Dataset lines about object locations
# # # # # # #

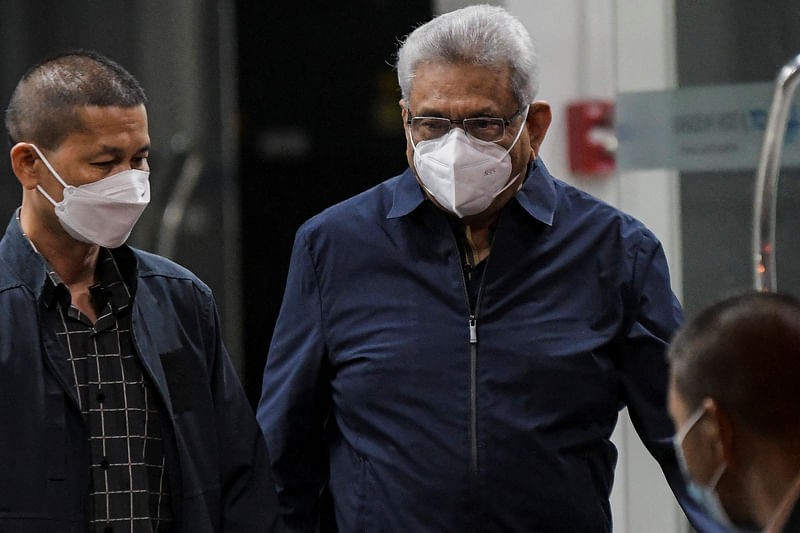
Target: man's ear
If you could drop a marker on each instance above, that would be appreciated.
(24, 164)
(537, 122)
(722, 431)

# # # # # # #

*YOUR GOAL*
Lay out the lines above as a JSON list of strings, one string per line, skipping any blank lines. Leave the pictures out of your answer.

*TASK OUTPUT*
[
  "Target: man's ear",
  "If you could drop a marker on each instance above, that would be appreciated.",
  "(24, 164)",
  "(537, 122)",
  "(722, 431)"
]